[Records for this exercise — start]
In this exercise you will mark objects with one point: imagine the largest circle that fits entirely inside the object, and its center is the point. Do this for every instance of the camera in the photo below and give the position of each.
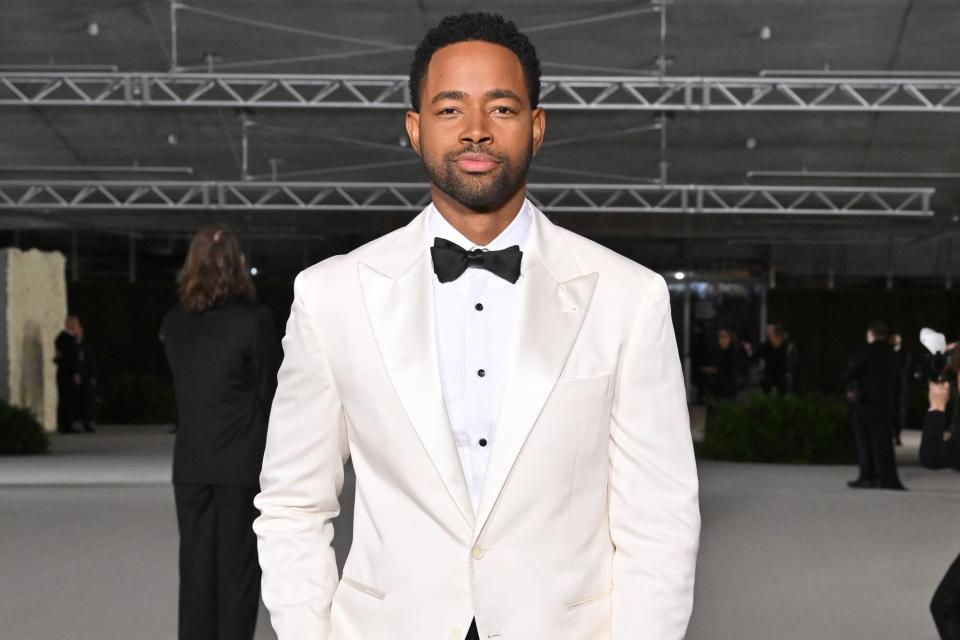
(937, 363)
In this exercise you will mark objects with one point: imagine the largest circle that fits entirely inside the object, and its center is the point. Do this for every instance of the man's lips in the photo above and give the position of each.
(476, 162)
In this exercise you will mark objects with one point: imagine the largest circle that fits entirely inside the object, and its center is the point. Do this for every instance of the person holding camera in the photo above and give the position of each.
(938, 450)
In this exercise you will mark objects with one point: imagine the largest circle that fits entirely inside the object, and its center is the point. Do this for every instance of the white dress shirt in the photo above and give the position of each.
(476, 317)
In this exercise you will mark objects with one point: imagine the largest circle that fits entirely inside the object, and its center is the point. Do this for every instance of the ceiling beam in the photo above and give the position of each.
(575, 93)
(133, 195)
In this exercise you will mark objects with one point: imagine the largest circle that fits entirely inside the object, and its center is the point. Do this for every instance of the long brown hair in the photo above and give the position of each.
(214, 270)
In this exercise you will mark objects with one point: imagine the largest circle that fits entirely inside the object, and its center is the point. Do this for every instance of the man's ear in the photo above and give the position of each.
(539, 124)
(413, 130)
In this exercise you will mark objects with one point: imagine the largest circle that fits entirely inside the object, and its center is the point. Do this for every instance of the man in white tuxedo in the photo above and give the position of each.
(509, 392)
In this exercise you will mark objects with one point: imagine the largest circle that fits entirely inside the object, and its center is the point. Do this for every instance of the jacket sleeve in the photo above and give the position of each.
(654, 505)
(267, 358)
(935, 452)
(300, 483)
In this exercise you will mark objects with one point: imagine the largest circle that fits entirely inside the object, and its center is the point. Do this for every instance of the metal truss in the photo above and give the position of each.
(554, 198)
(577, 93)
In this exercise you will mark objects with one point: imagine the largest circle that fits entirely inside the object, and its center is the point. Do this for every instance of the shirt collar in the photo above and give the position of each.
(516, 233)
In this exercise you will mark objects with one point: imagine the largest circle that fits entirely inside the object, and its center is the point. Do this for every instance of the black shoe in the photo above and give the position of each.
(893, 486)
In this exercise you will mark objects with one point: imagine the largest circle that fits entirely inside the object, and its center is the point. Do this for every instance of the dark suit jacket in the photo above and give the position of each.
(67, 361)
(224, 363)
(874, 374)
(935, 452)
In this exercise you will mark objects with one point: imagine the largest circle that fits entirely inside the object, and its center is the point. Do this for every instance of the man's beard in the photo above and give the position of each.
(482, 193)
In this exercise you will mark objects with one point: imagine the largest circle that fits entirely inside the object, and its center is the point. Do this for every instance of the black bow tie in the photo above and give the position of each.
(450, 260)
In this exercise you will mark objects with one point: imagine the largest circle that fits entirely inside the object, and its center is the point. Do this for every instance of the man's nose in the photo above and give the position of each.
(476, 128)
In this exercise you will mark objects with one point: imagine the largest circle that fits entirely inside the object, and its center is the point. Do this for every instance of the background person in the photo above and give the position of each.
(726, 368)
(223, 354)
(68, 373)
(775, 354)
(873, 379)
(938, 450)
(86, 379)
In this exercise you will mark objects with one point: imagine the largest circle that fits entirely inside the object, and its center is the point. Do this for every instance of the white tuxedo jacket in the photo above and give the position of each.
(588, 523)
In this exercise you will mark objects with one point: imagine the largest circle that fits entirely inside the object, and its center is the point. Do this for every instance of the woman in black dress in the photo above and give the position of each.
(224, 357)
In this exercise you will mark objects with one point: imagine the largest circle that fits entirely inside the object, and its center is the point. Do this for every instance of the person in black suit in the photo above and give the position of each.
(775, 355)
(224, 357)
(87, 380)
(68, 373)
(873, 379)
(938, 450)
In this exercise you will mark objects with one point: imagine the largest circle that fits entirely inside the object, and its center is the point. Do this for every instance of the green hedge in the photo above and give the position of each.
(807, 428)
(20, 433)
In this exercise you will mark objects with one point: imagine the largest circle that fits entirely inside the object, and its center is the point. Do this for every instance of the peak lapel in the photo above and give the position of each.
(401, 314)
(551, 314)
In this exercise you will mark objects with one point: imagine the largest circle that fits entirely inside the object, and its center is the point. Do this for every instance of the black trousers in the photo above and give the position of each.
(66, 401)
(219, 570)
(945, 605)
(873, 431)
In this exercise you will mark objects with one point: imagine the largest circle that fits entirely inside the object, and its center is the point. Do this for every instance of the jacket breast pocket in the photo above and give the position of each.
(572, 390)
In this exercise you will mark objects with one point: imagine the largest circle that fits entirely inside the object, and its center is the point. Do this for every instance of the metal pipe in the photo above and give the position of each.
(662, 62)
(890, 264)
(132, 254)
(94, 169)
(112, 68)
(921, 175)
(244, 148)
(687, 306)
(74, 257)
(829, 73)
(174, 57)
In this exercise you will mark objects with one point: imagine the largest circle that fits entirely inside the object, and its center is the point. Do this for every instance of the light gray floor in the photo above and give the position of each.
(88, 547)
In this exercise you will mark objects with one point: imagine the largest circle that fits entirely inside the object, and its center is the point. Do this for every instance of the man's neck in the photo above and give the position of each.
(479, 228)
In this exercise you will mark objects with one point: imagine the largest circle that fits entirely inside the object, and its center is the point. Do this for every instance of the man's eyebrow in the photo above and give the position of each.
(449, 95)
(497, 94)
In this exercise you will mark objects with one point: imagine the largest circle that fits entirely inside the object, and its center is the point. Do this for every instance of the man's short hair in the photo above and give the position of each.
(467, 27)
(879, 329)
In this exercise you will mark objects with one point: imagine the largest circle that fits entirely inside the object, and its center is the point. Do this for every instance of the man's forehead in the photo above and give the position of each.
(473, 68)
(472, 54)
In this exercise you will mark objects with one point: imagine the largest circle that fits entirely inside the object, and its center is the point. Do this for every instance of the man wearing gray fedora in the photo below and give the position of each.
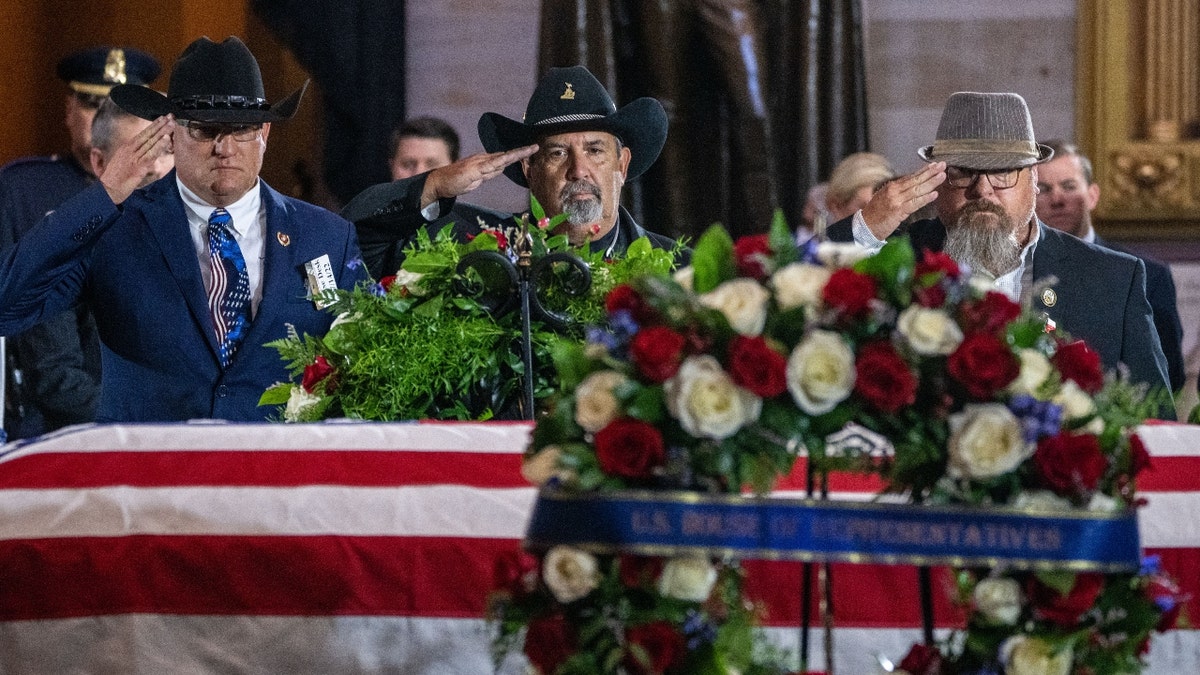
(574, 149)
(190, 276)
(982, 179)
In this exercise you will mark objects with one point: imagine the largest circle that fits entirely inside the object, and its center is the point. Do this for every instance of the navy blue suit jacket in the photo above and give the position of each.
(1099, 296)
(137, 267)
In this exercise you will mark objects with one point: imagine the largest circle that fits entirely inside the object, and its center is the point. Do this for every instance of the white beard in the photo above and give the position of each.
(981, 244)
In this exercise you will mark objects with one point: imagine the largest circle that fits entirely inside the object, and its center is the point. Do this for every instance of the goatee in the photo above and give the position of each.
(581, 211)
(982, 243)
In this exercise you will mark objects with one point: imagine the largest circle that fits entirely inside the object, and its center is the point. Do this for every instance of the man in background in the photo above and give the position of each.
(574, 149)
(1067, 196)
(421, 144)
(192, 275)
(852, 183)
(53, 370)
(982, 177)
[Records for this exercise — finish]
● **Task prompt**: Transcribe the listing in full. Leave the pictures out.

● **Problem solution**:
In this exercise you will mark objects with one point: imagine the largest circle that fits entirely inside the object, and its center is the point. Do this for every instance of the camera in the photo below and give the position of each.
(937, 363)
In this exercise you will mark objects with one point: imagine the largest circle that fits entirely inside the object, and its center is the point. Do this for every instance of the man's lips in the photo above and give the position of each.
(476, 162)
In this exercise you will mark objects with one point: imagine the largest circle that fits entirely inside the object, and its center is the point. Do this for every instance of the person holding camera in the photo above and give the position of each.
(938, 450)
In this exercise you will mark objects with one point: imagine the largest circle that fits entirely inside the object, and its center is the point. Do this for every instance of the white dress shirt in the photo above and give the position of each.
(476, 317)
In this exercise you will mark objects with one point: imagine the largest circle that fits entirely inside the object, and its center is the point. Do this for every instance of the ceiling beam in the photo above and give the position of each.
(575, 93)
(133, 195)
In this exercise you will mark objects with one point: imagine the largest circle that fits entirely inside the object, and its center is the point. Do this for every instance of the long brown hair in the photo above and give the position of each.
(214, 270)
In this exercise you will mark objects with one point: imagine the largest circle that fits entirely inside the object, and its center is the point. Do this for every instance of the man's ear in the photo above and give the position of each.
(539, 124)
(413, 130)
In this exercise you will mark objects with one point: imagine the largest circle that fits entirely inside the object, and its center is the point. Do this for every instance of the man in white tuxedo in the photo above and give the position of each.
(509, 392)
In this exercise you will mark objects with one point: imagine the largest circle that fits entirely inside the object, and its center is the point. Do this for every instance of the jacket sleeve in the photo above and give the position of each.
(654, 505)
(267, 358)
(935, 452)
(300, 483)
In this exercise you will mark objects with one point: imagine the largest circle that fits entirely inside the object, and its center is the point. Do this for every instance of the metal truss in the photo above and give the position of each.
(554, 198)
(577, 93)
In this exercise you will mark objects with one point: imagine the largest circle that fits entirely inside the object, and its center is the point. Do this for every instance of the shirt collar in the photo above and give the position of each.
(516, 233)
In this exercise you will mark objects with one point: imagine the largest circle that fits entirely inside the object, and its center is the point. Do this for every instance of the black shoe in the photo above and give the position of each.
(893, 486)
In this exercise you will mark objects with one point: imagine the largest circle that fits entirely inside the object, and its center is the point. Do this for every instance of the dark suit jacket in the photo above and give the position of each.
(67, 361)
(224, 363)
(874, 374)
(935, 452)
In this exercise you will mark objects with one point: imagine the largest circle that fits entirely inside the object, and its center is the point. Do this for every instance of the man's beard in the photo above and give the position of each.
(482, 193)
In this exercise you will mark objects with one point: imagine the largest circle that fits entirely inside the object, and its center is the point. Do this for every instance of the black bow tie in the photo above and give the position of each.
(450, 260)
In this exercise you will mark objects with one point: imagine the largest circle that fits entirely inside the object, and its center is the point. Do this for every instance of the man's nose in the photo above and give the position of each.
(476, 128)
In this exercise you will mark objects with one point: imagine the largest circle that fits entirely inside the object, and its center is the point. Do this for every instance of the background person in the photo above and give the position of each.
(726, 368)
(223, 354)
(68, 373)
(775, 354)
(873, 379)
(938, 450)
(86, 379)
In this exercise you will mark objects with one point: imagine the largest circle that fits entirely inside the object, and its center is the point. Do this for every instance of the white tuxedo jacket in the photo above and give the position of each.
(588, 523)
In this exercise you will mark objects with one point: imagine the largest circle that fits entirely inside the object, and its center is the point. Do this for every instance of the woman in black dress in the photo above and give the position of each.
(224, 357)
In this exercise you will mark objects with one point: imagine the largest circle that fits entirely inside the object, and its center is the point. Do this for every instance of the person in black suit in the photo above and give the position of each.
(775, 355)
(224, 357)
(87, 380)
(68, 373)
(873, 379)
(938, 450)
In this exercise you will mark objects with one point: imagine the largest circle that fits entirely inside the object, and its center is the point. Do this for every instance of the green hedge in the photo above and give the position of each.
(807, 428)
(20, 433)
In this exercise you will mark objects with one point: imagine the largest circle that fits entirely inside the object, and its center is the point. Do this for every instance of the peak lapel in the photo above and give the position of each.
(401, 314)
(551, 314)
In this exercise you will mark objects with one point: imagine the largest circle that fits entirely inside the object, and its center is the point. Do this for every instance of the black trousers in the photo above and give the position of each.
(66, 401)
(219, 570)
(945, 605)
(873, 431)
In this exercise you will mark objects with one point: imagine the largest circle that fits entirely inside the object, and its center is the point. Do this for every instance of the jacket breast pocket in the photo above and give the position of each.
(572, 390)
In this exercise you will mark objects with one point: imagine the largest circle that fits entirely inside the object, and its center is the point. Do this for every instance of the metal pipe in the photo above and give the position of each.
(662, 62)
(890, 264)
(132, 254)
(94, 169)
(112, 68)
(921, 175)
(244, 148)
(687, 306)
(74, 257)
(829, 73)
(174, 57)
In this exercise you will mark objects with one point: imagine the largest circle that fits entirely inside the object, and its center is the point. Do this for every instance of the light gray floor in the photo above and give the position of each.
(88, 547)
In this exercise you will mark objects with one point: imagine the largest circle that fits entirely inside the object, and its center is the point. Do this for every instance of the man's neck in the photo above and give the position of each.
(479, 228)
In this exercise you will mark objects with one point: imagine the largest circle that fits entirely inside the object, and its center is the point. Do this for every instance of the man's eyebrow in the photo above and give the position of each.
(449, 95)
(497, 94)
In this exercise you will mark objects with one point: imagine the largest circle that fits entirely inside the object, and its center is the point. Do this for every instance of the man's short hair in the photo above and give the position of each.
(467, 27)
(879, 329)
In this exercise you will mark objects with one point: imagine the largest circle that fits entirely inside the object, and its center is the point. Do this for every instance of the man's forehead in the photo above and give the position of each.
(473, 68)
(472, 54)
In this exercise you will mark objects with one point: imagine the largest circle that fits entirely inside the object, and its center is the point. Do this for every instance of the man wearing gray fedora in the photo below and give the position of each.
(574, 149)
(190, 276)
(982, 179)
In this exercise you will mark objects with one point: imagine the largest circle that fits entirely inside the object, and its center is the point. Do this for every instance of the navy blue suit jacket in the photo above and give the position of each.
(1099, 296)
(137, 267)
In this exercise you will mark objects with one point: imagine the largest circle that fits entirely inside the object, and its center is the point. Do this for every instance of the white beard in the photo above and give the position of each.
(981, 244)
In this exercise you will mark objects with one point: imagine the largest circle that fits entirely inside the object, and its center is the point. Do this for every instance of the goatee in the photo above and give the position of each.
(581, 211)
(982, 243)
In this exercise you will mark objects with one point: imagine the largest circle that fits entirely inside the object, and its center is the point. Do this for every instance of the man in background in the photo above and give the position of each.
(574, 149)
(1067, 196)
(421, 144)
(192, 275)
(852, 183)
(53, 370)
(982, 177)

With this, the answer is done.